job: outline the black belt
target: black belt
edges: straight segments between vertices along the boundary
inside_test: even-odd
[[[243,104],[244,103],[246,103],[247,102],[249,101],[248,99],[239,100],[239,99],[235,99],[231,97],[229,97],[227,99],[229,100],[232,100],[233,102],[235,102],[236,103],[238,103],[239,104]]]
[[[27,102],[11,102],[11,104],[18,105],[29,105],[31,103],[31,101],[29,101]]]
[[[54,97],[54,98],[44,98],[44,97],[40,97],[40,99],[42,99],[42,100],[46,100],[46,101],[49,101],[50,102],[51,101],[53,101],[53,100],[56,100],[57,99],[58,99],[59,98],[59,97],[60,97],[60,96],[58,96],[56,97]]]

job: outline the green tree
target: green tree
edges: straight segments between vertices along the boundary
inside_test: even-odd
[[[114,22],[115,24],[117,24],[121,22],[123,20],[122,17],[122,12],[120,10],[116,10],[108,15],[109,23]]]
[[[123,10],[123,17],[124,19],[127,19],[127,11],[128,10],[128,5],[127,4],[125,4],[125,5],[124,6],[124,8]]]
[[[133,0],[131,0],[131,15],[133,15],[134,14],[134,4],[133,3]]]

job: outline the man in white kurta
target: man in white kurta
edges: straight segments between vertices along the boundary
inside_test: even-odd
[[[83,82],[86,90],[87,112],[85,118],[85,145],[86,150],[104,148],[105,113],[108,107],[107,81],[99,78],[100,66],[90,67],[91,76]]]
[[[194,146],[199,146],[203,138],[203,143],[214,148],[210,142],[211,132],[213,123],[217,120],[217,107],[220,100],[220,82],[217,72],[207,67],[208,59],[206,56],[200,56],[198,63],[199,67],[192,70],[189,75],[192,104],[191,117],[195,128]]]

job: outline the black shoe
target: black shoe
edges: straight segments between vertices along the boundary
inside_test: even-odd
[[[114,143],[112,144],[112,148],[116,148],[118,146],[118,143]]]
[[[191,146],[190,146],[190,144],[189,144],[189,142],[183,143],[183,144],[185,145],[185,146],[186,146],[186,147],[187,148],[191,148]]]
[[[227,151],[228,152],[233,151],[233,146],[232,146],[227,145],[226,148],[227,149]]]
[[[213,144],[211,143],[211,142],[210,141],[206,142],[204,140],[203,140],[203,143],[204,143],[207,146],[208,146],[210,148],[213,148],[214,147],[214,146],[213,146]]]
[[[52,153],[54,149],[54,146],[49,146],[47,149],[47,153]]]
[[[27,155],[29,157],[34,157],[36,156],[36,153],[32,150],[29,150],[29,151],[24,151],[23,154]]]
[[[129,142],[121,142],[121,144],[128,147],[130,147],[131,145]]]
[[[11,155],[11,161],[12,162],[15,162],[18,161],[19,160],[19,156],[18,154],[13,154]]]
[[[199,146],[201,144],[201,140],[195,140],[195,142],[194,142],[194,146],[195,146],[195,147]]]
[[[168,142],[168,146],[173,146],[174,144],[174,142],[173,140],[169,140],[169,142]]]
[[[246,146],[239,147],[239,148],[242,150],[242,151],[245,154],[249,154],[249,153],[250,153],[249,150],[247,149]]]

#### [Task instructions]
Arrange every line of the material above as a numbered list, leaving out the blank lines.

#### [Solution to the exercise]
1. job: outline the black belt
2. target: black belt
3. edges: straight segments between vertices along the boundary
4. inside_test: even-odd
5. [[[243,104],[244,103],[246,103],[247,102],[249,101],[248,99],[239,100],[239,99],[235,99],[231,97],[229,97],[227,99],[229,100],[232,100],[233,102],[235,102],[236,103],[238,103],[239,104]]]
6. [[[27,102],[11,102],[11,104],[18,105],[29,105],[31,103],[31,101],[29,101]]]
7. [[[54,97],[54,98],[44,98],[44,97],[40,97],[40,99],[42,99],[42,100],[46,100],[46,101],[49,101],[50,102],[51,101],[53,101],[53,100],[56,100],[57,99],[58,99],[59,98],[59,97],[60,97],[60,96],[58,96],[56,97]]]
8. job: outline the green tree
9. target: green tree
10. edges: straight segments between vertices along the boundary
11. inside_test: even-odd
12. [[[114,22],[115,24],[117,24],[121,22],[123,20],[122,17],[122,12],[120,10],[116,10],[108,15],[109,23]]]
13. [[[123,10],[123,17],[124,19],[127,19],[127,11],[128,10],[128,5],[127,4],[125,4],[125,5],[124,6],[124,8]]]
14. [[[133,0],[131,0],[131,15],[133,15],[134,14],[134,4],[133,3]]]
15. job: outline the man in white kurta
16. target: man in white kurta
17. edges: straight segments between vertices along the boundary
18. inside_test: even-odd
19. [[[83,82],[86,90],[87,112],[85,118],[85,145],[86,150],[104,148],[105,113],[108,107],[107,81],[99,78],[100,66],[90,67],[91,76]]]
20. [[[194,146],[199,146],[203,138],[203,143],[214,148],[210,142],[211,132],[213,123],[217,120],[217,107],[220,100],[220,82],[217,72],[207,67],[208,59],[206,56],[200,56],[198,63],[199,67],[192,70],[189,75],[192,104],[191,117],[195,128]]]
21. job: outline the black shoe
22. target: black shoe
23. edges: straight segments between vertices along the boundary
24. inside_test: even-odd
25. [[[114,143],[112,144],[112,148],[116,148],[118,146],[118,143]]]
26. [[[191,146],[190,146],[190,144],[189,144],[189,142],[183,143],[183,144],[185,145],[185,146],[186,146],[186,147],[187,148],[191,148]]]
27. [[[227,151],[228,152],[233,151],[233,146],[232,146],[227,145],[226,148],[227,149]]]
28. [[[213,144],[211,143],[211,142],[210,141],[206,142],[204,140],[203,140],[203,143],[204,143],[207,146],[208,146],[210,148],[213,148],[214,147],[214,146],[213,146]]]
29. [[[52,153],[54,149],[54,146],[49,146],[47,149],[47,153]]]
30. [[[27,155],[29,157],[34,157],[36,156],[36,153],[32,150],[29,150],[29,151],[24,151],[23,154]]]
31. [[[129,142],[121,142],[121,144],[128,147],[130,147],[131,145]]]
32. [[[11,155],[11,161],[12,162],[15,162],[18,161],[19,160],[19,156],[18,154],[13,154]]]
33. [[[199,146],[201,144],[201,140],[195,140],[195,142],[194,142],[194,146],[195,146],[195,147]]]
34. [[[168,142],[168,146],[173,146],[174,144],[174,142],[173,140],[169,140],[169,142]]]
35. [[[246,146],[239,147],[239,148],[242,150],[242,151],[245,154],[249,154],[249,153],[250,153],[249,150],[247,149]]]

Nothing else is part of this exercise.